(Task directions): Give back the entries in full, exactly as they are written.

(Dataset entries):
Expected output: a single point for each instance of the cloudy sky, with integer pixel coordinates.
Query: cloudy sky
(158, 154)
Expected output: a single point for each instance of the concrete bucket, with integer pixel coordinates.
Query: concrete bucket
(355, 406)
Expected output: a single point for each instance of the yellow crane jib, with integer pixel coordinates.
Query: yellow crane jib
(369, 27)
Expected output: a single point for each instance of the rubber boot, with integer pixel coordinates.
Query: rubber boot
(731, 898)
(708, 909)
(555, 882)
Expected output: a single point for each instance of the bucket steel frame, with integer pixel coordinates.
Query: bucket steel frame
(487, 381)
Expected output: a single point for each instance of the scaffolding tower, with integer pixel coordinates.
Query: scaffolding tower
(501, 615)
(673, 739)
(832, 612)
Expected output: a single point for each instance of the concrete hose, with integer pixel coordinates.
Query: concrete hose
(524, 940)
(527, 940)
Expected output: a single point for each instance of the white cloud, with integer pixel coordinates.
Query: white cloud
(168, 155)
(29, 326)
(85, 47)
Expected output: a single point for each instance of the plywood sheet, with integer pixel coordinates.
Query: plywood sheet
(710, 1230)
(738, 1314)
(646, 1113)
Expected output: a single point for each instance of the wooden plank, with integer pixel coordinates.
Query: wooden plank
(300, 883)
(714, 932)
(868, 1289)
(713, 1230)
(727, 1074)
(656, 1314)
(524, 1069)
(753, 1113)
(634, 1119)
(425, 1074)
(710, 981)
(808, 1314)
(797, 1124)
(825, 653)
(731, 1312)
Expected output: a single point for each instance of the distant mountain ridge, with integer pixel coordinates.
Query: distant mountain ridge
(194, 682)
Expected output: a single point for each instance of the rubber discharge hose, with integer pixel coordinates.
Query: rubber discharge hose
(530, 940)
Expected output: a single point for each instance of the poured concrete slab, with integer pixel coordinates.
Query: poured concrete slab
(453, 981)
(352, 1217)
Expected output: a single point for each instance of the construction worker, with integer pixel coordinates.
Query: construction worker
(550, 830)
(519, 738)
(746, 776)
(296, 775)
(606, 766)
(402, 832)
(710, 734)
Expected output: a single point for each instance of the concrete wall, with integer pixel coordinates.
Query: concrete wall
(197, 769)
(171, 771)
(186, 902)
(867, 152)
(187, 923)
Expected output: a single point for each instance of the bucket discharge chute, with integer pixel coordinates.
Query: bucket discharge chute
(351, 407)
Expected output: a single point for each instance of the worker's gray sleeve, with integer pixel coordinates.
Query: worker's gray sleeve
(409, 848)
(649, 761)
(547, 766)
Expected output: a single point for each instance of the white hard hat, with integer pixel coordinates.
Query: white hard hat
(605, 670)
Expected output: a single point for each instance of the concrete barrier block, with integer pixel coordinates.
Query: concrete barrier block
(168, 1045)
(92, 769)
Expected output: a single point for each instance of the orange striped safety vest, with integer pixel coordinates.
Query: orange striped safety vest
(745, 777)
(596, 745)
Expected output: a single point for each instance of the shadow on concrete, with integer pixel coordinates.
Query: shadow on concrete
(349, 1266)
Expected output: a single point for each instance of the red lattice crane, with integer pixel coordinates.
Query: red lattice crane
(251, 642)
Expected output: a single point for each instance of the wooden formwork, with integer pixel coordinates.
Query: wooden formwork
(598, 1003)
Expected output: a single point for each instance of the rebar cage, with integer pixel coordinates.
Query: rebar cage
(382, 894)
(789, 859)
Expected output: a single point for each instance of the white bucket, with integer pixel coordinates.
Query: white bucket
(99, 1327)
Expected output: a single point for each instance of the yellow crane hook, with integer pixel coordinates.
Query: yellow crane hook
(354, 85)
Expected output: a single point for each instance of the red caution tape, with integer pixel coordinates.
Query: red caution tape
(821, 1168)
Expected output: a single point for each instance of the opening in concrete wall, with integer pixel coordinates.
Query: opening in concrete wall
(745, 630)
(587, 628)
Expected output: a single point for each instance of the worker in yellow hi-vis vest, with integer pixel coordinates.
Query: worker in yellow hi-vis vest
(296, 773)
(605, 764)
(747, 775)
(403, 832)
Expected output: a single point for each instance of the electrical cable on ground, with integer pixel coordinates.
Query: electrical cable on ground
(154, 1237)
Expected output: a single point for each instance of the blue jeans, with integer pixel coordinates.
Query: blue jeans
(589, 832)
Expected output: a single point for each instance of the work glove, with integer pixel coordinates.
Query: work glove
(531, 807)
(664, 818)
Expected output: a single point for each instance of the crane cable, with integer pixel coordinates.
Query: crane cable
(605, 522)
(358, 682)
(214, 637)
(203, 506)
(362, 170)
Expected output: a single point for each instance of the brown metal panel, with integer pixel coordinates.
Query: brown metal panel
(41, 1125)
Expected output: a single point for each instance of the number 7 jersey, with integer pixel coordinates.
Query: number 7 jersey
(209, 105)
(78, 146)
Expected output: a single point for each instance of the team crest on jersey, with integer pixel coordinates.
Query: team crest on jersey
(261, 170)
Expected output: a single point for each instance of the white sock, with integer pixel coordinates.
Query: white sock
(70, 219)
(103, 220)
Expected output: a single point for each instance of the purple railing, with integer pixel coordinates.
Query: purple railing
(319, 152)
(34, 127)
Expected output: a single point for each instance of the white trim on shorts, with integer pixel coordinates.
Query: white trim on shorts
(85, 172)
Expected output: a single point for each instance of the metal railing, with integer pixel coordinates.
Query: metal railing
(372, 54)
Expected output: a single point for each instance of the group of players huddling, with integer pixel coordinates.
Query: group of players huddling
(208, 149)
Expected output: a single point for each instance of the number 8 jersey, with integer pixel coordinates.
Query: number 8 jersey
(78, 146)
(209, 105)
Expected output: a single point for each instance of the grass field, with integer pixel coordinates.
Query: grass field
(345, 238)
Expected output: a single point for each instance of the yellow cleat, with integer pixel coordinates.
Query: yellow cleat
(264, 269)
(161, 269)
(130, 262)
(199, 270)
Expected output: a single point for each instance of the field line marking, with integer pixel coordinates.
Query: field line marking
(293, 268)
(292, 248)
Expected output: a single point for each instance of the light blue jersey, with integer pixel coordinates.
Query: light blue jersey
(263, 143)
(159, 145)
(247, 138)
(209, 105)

(Solution to the problem):
Expected output: a single point for each instance of the cloudy sky, with integer pixel coordinates.
Query: cloudy sky
(158, 154)
Expected output: a single point for each instance of the concrete bucket, with integer pixel coordinates.
Query: concrete bucket
(355, 406)
Expected output: a single point for each instance of the yellow crane jib, with integer pixel coordinates.
Query: yellow crane jib
(369, 27)
Expected output: a single point for each instance of the rubber boot, with integer pixel coordinates.
Query: rubber boot
(731, 898)
(708, 909)
(555, 882)
Expected output: a single point for each instance of the bucket steel frame, with integer pixel coordinates.
Query: bucket steel frame
(487, 381)
Expected output: a single point for each instance of the scaffolding tower, with integer pixel coordinates.
Query: scaffolding tower
(501, 615)
(673, 739)
(832, 612)
Expected output: a single point for each instance of the concrete hose, with integer pixel coordinates.
Query: concrete hose
(524, 940)
(527, 940)
Expected output: a single point for each instance of the white cloud, with integer pixel coordinates.
Query: white cloud
(168, 155)
(29, 326)
(85, 47)
Expected output: a single point for each instance of the plywood sheet, with integer pixel coordinates.
Query: plywood sheet
(710, 1230)
(738, 1314)
(646, 1113)
Expected output: a single point for each instance of the wooden plank, with integer pixel coordinates.
Query: wooden plank
(300, 883)
(714, 932)
(868, 1289)
(713, 1230)
(727, 1074)
(656, 1314)
(524, 1069)
(753, 1113)
(634, 1119)
(425, 1074)
(710, 981)
(808, 1314)
(797, 1124)
(825, 653)
(731, 1312)
Expected output: a single point for each instance of the distant mountain ridge, with integer pixel coordinates.
Query: distant mountain ridge
(194, 682)
Expected output: a single point for each instance of the rubber discharge hose, with integer pixel coordinates.
Query: rubber discharge hose
(530, 940)
Expected output: a single point for each instance of the poured concrete slab, with integer pixel coordinates.
Query: poured concrete slab
(453, 981)
(352, 1217)
Expected output: a single point for each instance of the construction worker, with integer pixel coordinates.
Query: construction worker
(550, 830)
(519, 738)
(746, 776)
(296, 775)
(606, 766)
(402, 832)
(710, 734)
Expected output: a single point for each instance of the concrete wall, with integer pixel coordinates.
Query: concrete wall
(197, 769)
(171, 771)
(186, 902)
(867, 152)
(187, 923)
Expected output: a single point for each instance of the bucket discharge chute, with integer pixel coordinates.
Query: bucket discharge chute
(351, 407)
Expected output: a single point for each instance of the worker's gray sleeve, with integer pixel coordinates.
Query: worker's gray sleeve
(409, 848)
(649, 761)
(547, 766)
Expected output: a single point for each instance of the white hard hat, with integer pixel coordinates.
Query: white hard hat
(605, 670)
Expected output: a single point for each instance of the concrete barrier block, with integer pixel coordinates.
Query: concrete barrier block
(168, 1045)
(92, 769)
Expected output: a single point for each instance of the orange striped safety vest, with integer pixel coordinates.
Query: orange striped safety vest
(745, 777)
(596, 745)
Expected output: a single point for each instance of the shadow on concrete, with integer pixel coordinates.
Query: shadow on concrete
(349, 1266)
Expected output: a single point for each instance of the red lattice crane, with integer pixel coordinates.
Query: red lattice crane
(251, 642)
Expected output: a single point for each instance of the wooden formwork, with integer pixel coordinates.
Query: wooden formwork
(598, 1003)
Expected output: a single point for each instance of the rebar cage, with integer pixel coordinates.
Query: rebar cage
(382, 894)
(789, 859)
Expected output: a single point for each instance of the white bucket, with integer pixel coordinates.
Query: white bucket
(99, 1327)
Expected output: a single point for each instance of the yellow crane hook, with integer pixel coordinates.
Query: yellow crane hook
(354, 85)
Expected output: a single point for each instance of the red caution tape, with integer pixel coordinates.
Query: red caution tape
(821, 1168)
Expected output: a single point for each instance of the opening in concrete wall, with integer pixel coordinates.
Query: opening in concrete wall
(745, 630)
(587, 628)
Expected output: a single point for each instance of the worker in yellow hi-vis vest, with integer pixel coordinates.
Query: worker in yellow hi-vis vest
(296, 773)
(605, 764)
(747, 775)
(403, 832)
Expected output: a single point for each instance of the electrical cable on ground, with integer pixel coordinates.
Query: electrical cable on ground
(154, 1237)
Expected output: a single point for each instance of the blue jeans, with integer pixel coordinates.
Query: blue jeans
(589, 832)
Expected output: a single point for each instance of the work glove, with integer pixel coordinates.
Query: work glove
(531, 807)
(664, 818)
Expected output: a single point for each instance of the crane cable, with integer pixel coordinates.
Query: crane cable
(605, 522)
(358, 682)
(214, 637)
(203, 506)
(362, 170)
Expected output: a single point for each instance of the brown metal panel, with integer pixel coordinates.
Query: brown metal panel
(41, 1125)
Expected output: a single point for each instance of the number 7 jersey, with integer pixel coordinates.
Query: number 7 jersey
(209, 105)
(78, 146)
Expected output: a single point for each instance of the team crest on jersey, with integer pixel coordinates.
Query: team crest on jersey
(261, 170)
Expected output: a single point for each instance of the white sock, with integer pixel coordinates.
Query: white sock
(70, 219)
(103, 220)
Expected output: a single point for each instance of the purple railing, with integer pixel coordinates.
Query: purple railing
(319, 152)
(34, 127)
Expected output: a single point for each instance of the white trim on shorts, with integer pixel coordinates.
Query: white trim on shorts
(85, 172)
Expected output: a single point for each instance of the metal railing, with integer pixel coordinates.
Query: metal railing
(372, 54)
Expected output: a single point for each instance of the group of players huddling, with integer pixel coordinates.
Query: group of players huddling
(208, 149)
Expected output: a single point for each instance of the number 8 jersey, with integer pixel coordinates.
Query: number 8 jersey
(78, 146)
(209, 105)
Expected output: a single point for each instance of the grass field, with integer pixel coordinates.
Query: grass field
(345, 238)
Expected output: a single point for each instance of the yellow cleat, with integer pixel coordinates.
Query: yellow cleat
(264, 269)
(161, 269)
(130, 262)
(199, 270)
Expected output: a single point for each instance of the field line marking, with integer pixel coordinates.
Query: field line marking
(293, 268)
(292, 248)
Expected output: a single point for each instance of the light blue jersey, with integer pixel coordinates.
Query: light blue jersey
(263, 143)
(159, 145)
(247, 138)
(209, 105)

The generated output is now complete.